Requirement: Please carry on the stock option amendment email below, picking up right after its final sentence.

Selected extract:
++++++++++
EX-99.(A)(1)(B) 3 dex99a1b.htm EMAIL TO ALL ELIGIBLE EMPLOYEES DATED MARCH 18, 2010 Email to All Eligible Employees dated March 18, 2010

Exhibit (a)(1)(B)

EMAIL TO ALL ELIGIBLE EMPLOYEES

 

To:    All Eligible Employees
From:    Thomas A. Andruskevich
Date:    March 18, 2010

I am pleased to announce that today, Birks & Mayors Inc. launched a voluntary, one-time stock option amendment offer (the “Offer”) to allow its current employees, and subsidiaries’ employees who received certain stock option grants the opportunity to amend those options (the “Existing Options”). Only options granted under the Henry Birks & Sons Inc. Employee Stock Option Plan effective as of May 1, 1997 and amended as of June 20, 2000 or the Mayor’s Jewelers, Inc. 1991 Amended Stock Option Plan, with an exercise price per share greater than $4.00 (in the currency in which such options were granted), that remain outstanding as of the expiration of the Offer, are eligible to be amended. The amended options will have the same terms as the Existing Options except that they will have a lower exercise price, will be exercisable for a lesser number of our Class A voting shares, will have a new ten-year term, and will be subject to different terms in the event of a Change in Control or Going-Private Transaction, as such terms are defined in the document titled “Offer to Amend Certain Outstanding Options” (referred to as the “Offer to Amend”), or a liquidation or dissolution of Birks & Mayors Inc., as described in the Offer to Amend (the “Amended Options”). The amended exercise price will be equal to the greater of US$1.00 or the closing sale price of our Class A voting shares as reported on the NYSE Amex LLC on the expiration date of the Offer, which is expected to be April 16, 2010, plus 7%. The reduction in the number of Class A voting shares that can be acquired upon exercise of the Amended Options will be determined on the basis of an exchange ratio applied to Existing Options on a grant-by-grant basis. The number of Class A voting shares that will be subject to the Amended Options will depend on the per-share exercise price of the Existing Options, as follows:

 

Per-Share Exercise Price
of Existing Options

  

Exchange Ratio

$4.01 to $10.00    5 to 1
Over $10.00    20 to 1

We have prepared a number of resources to help you understand the terms and conditions of the Offer. These resources include the Offer to Amend and an Election Form, together with its associated instructions. Each of these documents is attached to this email. In addition, to help you recall which of your options are eligible for amendment under this Offer and to give you the information necessary to make an informed decision, please refer to the schedule attached to this email that lists your eligible options, the grant date of your eligible options, the exercise price of your eligible options, and the number of Class A voting shares subject to your eligible options. If you did not receive a schedule of your option information or need additional copies of such schedule, you may contact Hélène Delaney by telephone at (514) 397-2573 or email at hdelaney@birksandmayors.com.
++++++++++
[Saved data entries]
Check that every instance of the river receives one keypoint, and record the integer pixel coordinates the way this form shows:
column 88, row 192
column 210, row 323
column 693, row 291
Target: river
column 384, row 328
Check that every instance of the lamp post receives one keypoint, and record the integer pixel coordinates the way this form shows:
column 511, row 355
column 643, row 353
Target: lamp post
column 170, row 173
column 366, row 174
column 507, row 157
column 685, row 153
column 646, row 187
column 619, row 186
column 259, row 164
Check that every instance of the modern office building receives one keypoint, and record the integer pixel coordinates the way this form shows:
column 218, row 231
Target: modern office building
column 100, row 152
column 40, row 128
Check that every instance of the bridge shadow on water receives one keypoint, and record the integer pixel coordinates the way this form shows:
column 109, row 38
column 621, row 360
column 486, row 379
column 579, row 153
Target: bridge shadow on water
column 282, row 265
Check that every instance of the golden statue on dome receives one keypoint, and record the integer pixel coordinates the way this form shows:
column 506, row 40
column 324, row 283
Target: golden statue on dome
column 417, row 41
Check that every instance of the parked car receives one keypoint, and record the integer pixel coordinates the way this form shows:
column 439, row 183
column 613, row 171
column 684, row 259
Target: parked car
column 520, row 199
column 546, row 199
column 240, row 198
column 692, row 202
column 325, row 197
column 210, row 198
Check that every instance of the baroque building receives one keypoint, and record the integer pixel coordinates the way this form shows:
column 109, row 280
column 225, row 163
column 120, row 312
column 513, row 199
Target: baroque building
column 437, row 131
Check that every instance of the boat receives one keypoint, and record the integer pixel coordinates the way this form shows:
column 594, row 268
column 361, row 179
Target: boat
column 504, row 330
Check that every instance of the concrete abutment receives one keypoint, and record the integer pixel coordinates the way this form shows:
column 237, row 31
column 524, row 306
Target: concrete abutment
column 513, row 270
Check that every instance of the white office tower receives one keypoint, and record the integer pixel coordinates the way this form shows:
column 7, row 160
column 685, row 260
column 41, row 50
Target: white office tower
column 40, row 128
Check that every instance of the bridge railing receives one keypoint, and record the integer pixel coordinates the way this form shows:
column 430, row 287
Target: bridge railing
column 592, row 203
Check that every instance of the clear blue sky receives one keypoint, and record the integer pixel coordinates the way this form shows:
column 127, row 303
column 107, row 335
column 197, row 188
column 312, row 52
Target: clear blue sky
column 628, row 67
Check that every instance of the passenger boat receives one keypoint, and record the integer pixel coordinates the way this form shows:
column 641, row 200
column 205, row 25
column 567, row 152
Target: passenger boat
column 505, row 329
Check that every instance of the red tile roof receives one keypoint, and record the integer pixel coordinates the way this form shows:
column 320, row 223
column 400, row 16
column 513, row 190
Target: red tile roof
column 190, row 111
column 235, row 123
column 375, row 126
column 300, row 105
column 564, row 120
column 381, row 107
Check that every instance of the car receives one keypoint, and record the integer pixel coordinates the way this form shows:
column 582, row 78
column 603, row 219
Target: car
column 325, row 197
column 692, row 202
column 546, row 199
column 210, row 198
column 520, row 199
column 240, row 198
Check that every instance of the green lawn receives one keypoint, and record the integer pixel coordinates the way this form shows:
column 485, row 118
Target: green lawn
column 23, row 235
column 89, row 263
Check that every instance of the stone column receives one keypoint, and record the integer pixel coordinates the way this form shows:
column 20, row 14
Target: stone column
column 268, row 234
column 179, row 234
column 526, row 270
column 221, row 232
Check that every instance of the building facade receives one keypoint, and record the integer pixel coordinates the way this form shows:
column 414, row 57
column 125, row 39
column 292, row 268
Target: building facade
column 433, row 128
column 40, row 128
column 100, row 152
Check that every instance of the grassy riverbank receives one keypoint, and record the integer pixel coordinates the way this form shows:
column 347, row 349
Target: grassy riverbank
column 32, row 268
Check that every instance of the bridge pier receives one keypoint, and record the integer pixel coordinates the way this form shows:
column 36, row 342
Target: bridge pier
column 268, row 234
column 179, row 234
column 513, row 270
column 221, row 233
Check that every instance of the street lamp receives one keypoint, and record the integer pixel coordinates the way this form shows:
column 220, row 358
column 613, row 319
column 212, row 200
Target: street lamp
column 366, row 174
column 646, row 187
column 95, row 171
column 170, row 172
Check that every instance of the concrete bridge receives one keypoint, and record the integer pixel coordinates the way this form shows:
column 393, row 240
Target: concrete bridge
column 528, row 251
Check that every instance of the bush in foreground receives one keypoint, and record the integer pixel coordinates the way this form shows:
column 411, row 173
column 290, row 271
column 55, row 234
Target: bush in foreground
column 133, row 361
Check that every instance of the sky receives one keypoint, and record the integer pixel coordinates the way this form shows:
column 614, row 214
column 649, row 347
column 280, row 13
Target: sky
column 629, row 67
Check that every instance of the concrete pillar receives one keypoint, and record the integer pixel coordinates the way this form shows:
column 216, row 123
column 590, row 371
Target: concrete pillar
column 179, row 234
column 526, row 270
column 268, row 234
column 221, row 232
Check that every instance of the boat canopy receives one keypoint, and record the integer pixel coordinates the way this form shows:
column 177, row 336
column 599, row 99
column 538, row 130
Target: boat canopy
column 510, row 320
++++++++++
Exercise result:
To help explain the Offer and to answer any questions you may have, employee meetings will be held on March 19, 2010, at 10:00 a.m., Eastern Standard Time at our U.S. executive office in Tamarac, Florida in the HR Conference Room 207 on the 2nd floor and at the Company’s headquarters located in Montréal in the IT Conference Room on the 4th floor. If you cannot attend in person, you may attend a conference call on March 19, 2010 at 11:00 a.m., Eastern Standard Time, with access instructions to be provided as necessary. Please inform Hélène Delaney by e-mail at hdelaney@birksandmayors.com if you are unable to attend the meeting and intend to join the conference call.

We know that the materials describing the Offer may seem voluminous, but it is important that you carefully review these materials so that you can make an informed decision on whether or not to participate in the Offer. We believe this Offer potentially is very important to you and recommend that you take the time to study the materials, ask questions if needed, and make an informed decision about whether or not to participate. If you do nothing, you will be making a decision not to participate in the Offer, and you will retain your eligible options under their current terms and conditions. If, after reviewing the materials, you still have questions about the Offer, please contact Miranda Melfi by telephone at (514) 397-2509 or email at mmelfi@birksandmayors.com.


Participation in the Offer is completely voluntary. Participating in the Offer involves risks that are discussed in the Offer to Amend. We recommend that you consult with your personal financial, legal and/or tax advisors to weigh the benefits and risks involved in participating in the Offer.

If you choose to participate in the Offer, you will need to deliver a completed Election Form no later than 5:00 p.m., Eastern Standard Time, on April 16, 2010 (unless the Offer is extended), to Hélène Delaney by hand delivery to 1240 Phillips Square, Montréal, Québec, Canada H3B 3H4, by fax at (514) 397-2537, or by email at hdelaney@birksandmayors.com.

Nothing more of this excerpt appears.